===== Veri Satırları =====
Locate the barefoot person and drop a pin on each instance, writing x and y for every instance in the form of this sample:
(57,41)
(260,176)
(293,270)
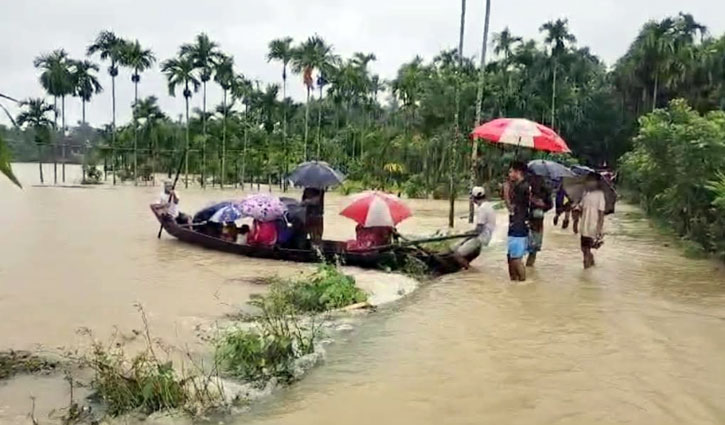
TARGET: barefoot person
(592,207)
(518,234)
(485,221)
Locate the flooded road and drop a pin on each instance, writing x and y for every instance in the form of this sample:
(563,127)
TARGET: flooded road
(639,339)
=====
===== Veri Satırları =====
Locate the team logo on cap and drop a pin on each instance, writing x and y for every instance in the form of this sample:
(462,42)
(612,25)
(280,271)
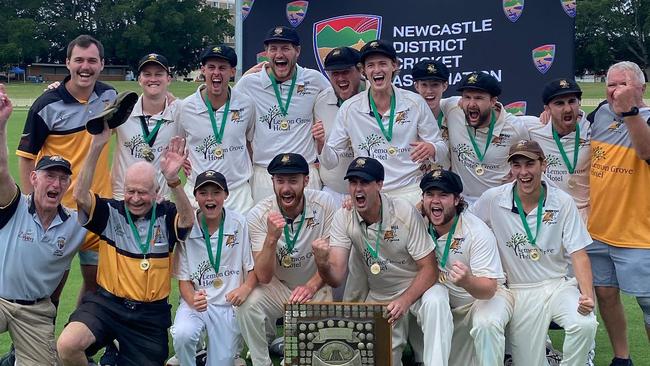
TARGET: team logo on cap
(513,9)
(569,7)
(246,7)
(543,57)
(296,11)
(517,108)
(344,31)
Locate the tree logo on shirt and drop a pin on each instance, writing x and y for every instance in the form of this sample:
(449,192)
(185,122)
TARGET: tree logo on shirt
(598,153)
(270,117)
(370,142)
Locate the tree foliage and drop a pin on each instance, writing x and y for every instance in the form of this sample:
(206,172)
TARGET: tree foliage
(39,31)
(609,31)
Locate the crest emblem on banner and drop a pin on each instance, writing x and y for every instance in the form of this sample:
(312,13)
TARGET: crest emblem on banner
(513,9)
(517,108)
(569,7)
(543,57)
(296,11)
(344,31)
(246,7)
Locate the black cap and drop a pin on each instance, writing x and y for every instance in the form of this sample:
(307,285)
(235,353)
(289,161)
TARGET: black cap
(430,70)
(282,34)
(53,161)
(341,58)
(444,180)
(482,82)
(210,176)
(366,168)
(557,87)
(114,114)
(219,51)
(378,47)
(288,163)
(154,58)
=====
• _Yazılı Görev_
Yukarıdaki verilerde "TARGET" dizesini içeren satırlar hangileri? Bu satırların her birini eksiksiz aktarın ve büyük-küçük harf ayrımını gözetin.

• _Alıştırma Yanıtı_
TARGET: barefoot person
TARGET: flooded road
TARGET: team logo on cap
TARGET: tree logo on shirt
TARGET: tree foliage
TARGET: crest emblem on banner
TARGET: black cap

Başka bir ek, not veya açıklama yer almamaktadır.